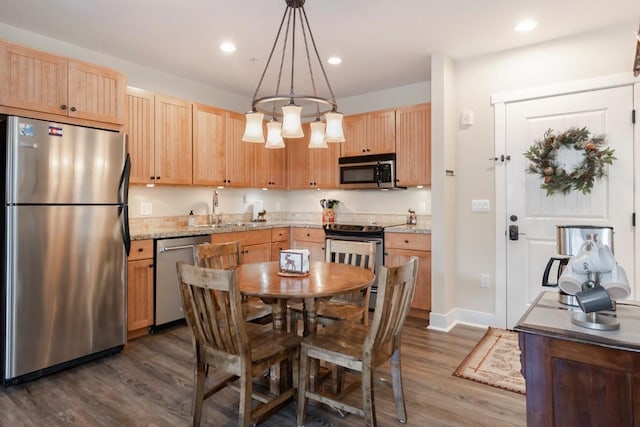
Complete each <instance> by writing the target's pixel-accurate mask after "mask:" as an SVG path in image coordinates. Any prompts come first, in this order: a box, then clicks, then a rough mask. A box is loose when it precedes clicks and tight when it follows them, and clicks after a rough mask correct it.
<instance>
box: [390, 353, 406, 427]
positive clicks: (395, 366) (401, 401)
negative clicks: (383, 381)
mask: <svg viewBox="0 0 640 427" xmlns="http://www.w3.org/2000/svg"><path fill="white" fill-rule="evenodd" d="M391 381H392V383H393V398H394V400H395V401H396V412H397V414H398V421H400V422H401V423H402V424H405V423H406V422H407V408H406V406H405V404H404V391H403V389H402V371H401V369H400V349H396V351H394V352H393V354H392V355H391Z"/></svg>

::::

## Task prompt:
Word for word, give the listing above again, but drop any pictures.

## Response:
Complete each <instance> by writing the target's pixel-accurate mask after "mask:" as an SVG path in image coordinates. Any prompts come first, in this order: a box, then clicks, then a rough mask. A box is loose when it precedes clicks and tight when it follows them, and clicks after a rough mask correct it.
<instance>
box: [390, 353, 406, 427]
positive clicks: (395, 366) (401, 401)
negative clicks: (383, 381)
mask: <svg viewBox="0 0 640 427" xmlns="http://www.w3.org/2000/svg"><path fill="white" fill-rule="evenodd" d="M391 381H392V383H393V398H394V400H395V401H396V412H397V414H398V421H400V422H401V423H402V424H405V423H406V422H407V408H406V406H405V404H404V391H403V389H402V371H401V369H400V349H396V351H394V352H393V354H392V355H391Z"/></svg>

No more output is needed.